───── Extract provided

The 2017 Tax Cut and Jobs Act (2017 Act) created the federal Qualified Opportunity Zone program (QOZ or Program) effective in 2018 and operative up to the next three decades.

Beginning January 1, 2018, through December 31, 2026, individuals, corporations, REITs, and pass-through entities can sell their appreciated capital assets and elect to reinvest the resulting capital gain into a Qualified Opportunity Fund (QOF). The federal tax impact of participating in a QOF includes deferring qualified gains for up to eight years and permanently exempting up to 15% of the original federal gain and 100% of the post-reinvestment gain – after holding the investment for seven and ten years, respectively. State conformity to this law is varied and requires careful state-by-state analysis.

The Program offers a powerful and flexible tax savings and diversification tool for taxpayers generating capital gains. To participate, taxpayers must roll all (or a portion) of their capital gains (whether short-term or long-term) into a QOF. The QOF must then timely (180-day window discussed below) invest the gain into undeveloped or developed real estate, a new or existing QOZ-based business, or into other qualified QOZ property. While most of the focus is on real estate projects, the Program also provides significant potential benefits for taxpayers investing in active businesses that operate primarily within a QOZ. A future sale of an active business at multiples of 6- to 8-times EBITDA can easily eclipse a healthy real estate appreciation.

──────────
───── Dataset records

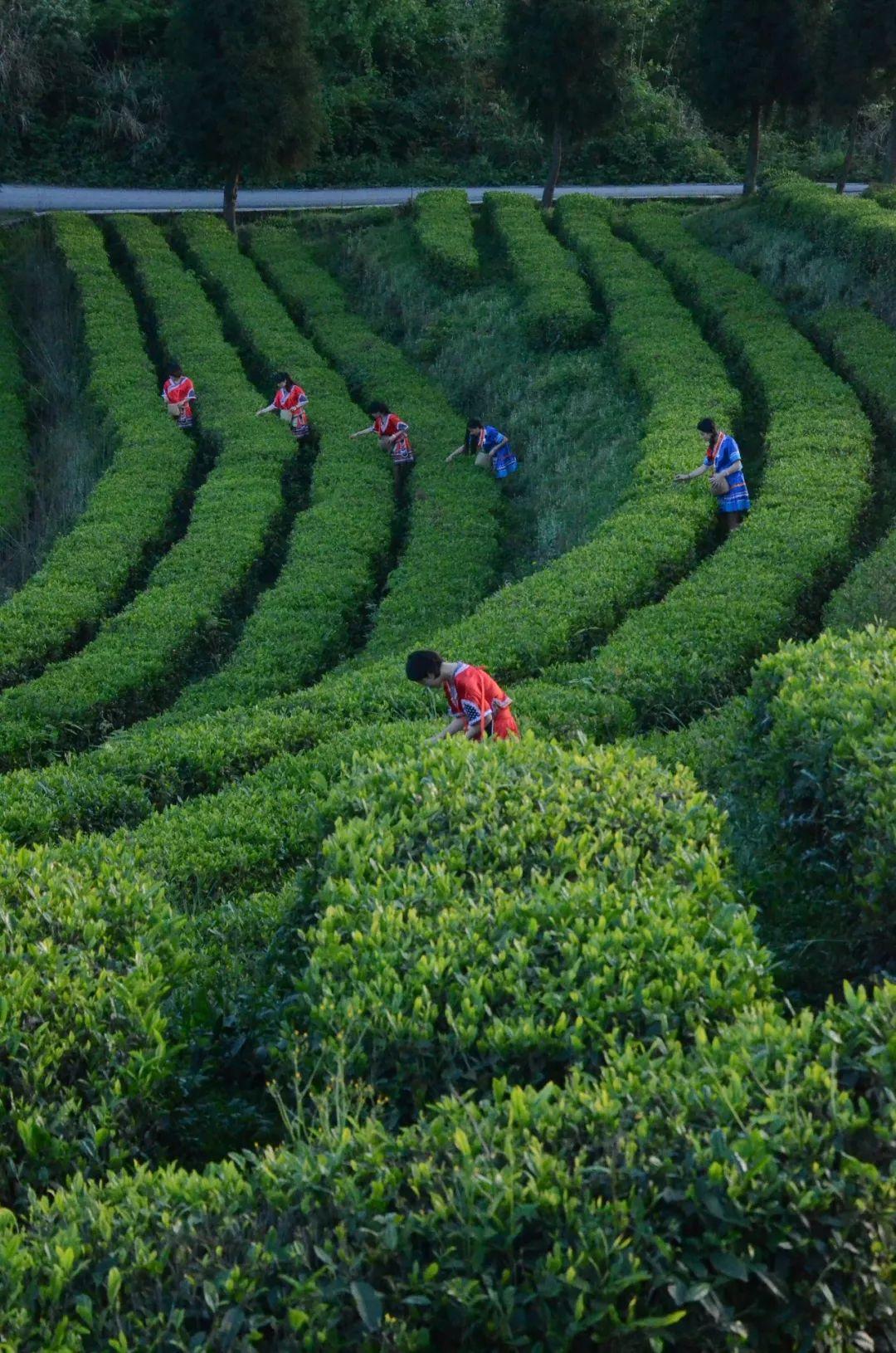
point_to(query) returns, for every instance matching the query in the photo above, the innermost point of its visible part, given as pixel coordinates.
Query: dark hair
(423, 662)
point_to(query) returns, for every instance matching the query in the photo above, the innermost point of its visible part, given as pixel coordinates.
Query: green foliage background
(411, 91)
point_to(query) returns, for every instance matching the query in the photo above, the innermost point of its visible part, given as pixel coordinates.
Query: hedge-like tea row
(827, 717)
(695, 647)
(446, 954)
(145, 650)
(444, 227)
(651, 539)
(864, 350)
(15, 472)
(129, 517)
(557, 307)
(734, 1185)
(857, 229)
(451, 547)
(868, 594)
(88, 954)
(304, 621)
(567, 607)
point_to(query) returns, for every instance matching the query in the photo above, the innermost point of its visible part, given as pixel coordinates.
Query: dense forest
(440, 91)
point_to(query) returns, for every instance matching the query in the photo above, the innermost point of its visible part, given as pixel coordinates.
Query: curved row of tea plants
(304, 621)
(193, 593)
(565, 608)
(444, 227)
(864, 350)
(827, 717)
(130, 515)
(451, 505)
(649, 1199)
(857, 229)
(15, 474)
(557, 307)
(694, 648)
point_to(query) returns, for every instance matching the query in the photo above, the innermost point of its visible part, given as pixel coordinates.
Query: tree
(245, 88)
(756, 53)
(859, 66)
(562, 61)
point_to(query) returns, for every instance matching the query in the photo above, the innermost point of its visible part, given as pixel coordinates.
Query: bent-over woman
(392, 433)
(290, 402)
(491, 442)
(726, 472)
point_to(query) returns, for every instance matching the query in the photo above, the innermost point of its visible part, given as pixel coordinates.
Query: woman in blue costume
(483, 437)
(723, 463)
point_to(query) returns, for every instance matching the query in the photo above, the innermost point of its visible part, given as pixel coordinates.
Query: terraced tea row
(864, 350)
(444, 227)
(564, 608)
(557, 309)
(335, 551)
(451, 505)
(202, 584)
(15, 472)
(733, 1115)
(131, 511)
(857, 229)
(691, 650)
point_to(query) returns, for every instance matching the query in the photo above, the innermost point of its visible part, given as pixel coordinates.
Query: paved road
(30, 198)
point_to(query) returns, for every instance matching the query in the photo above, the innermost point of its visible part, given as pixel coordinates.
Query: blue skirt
(737, 497)
(504, 462)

──────────

• _Exercises_
**1.** According to the Opportunity Zone excerpt, which types of taxpayers can sell appreciated capital assets and elect to reinvest the gain into a Qualified Opportunity Fund? List all of them.
**2.** Decide whether each statement agrees with the Opportunity Zone excerpt. Answer yes or no, and quote the words from the excerpt that decide it.
(a) Participating in a QOF can defer qualified gains for up to eight years.
(b) Only long-term capital gains may be rolled into a QOF.
(c) State conformity to the law is the same in every state.
**3.** In the Opportunity Zone excerpt, how much of the post-reinvestment gain is permanently exempt, and after how long a holding period?

• _Answer section_
**1.**
- Individuals
- Corporations
- REITs
- Pass-through entities

**2.**
(a) Yes: "deferring qualified gains for up to eight years"
(b) No: "(whether short-term or long-term)"
(c) No: "State conformity to this law is varied and requires careful state-by-state analysis."

**3.** 100% of the post-reinvestment gain is exempt after holding the investment for ten years.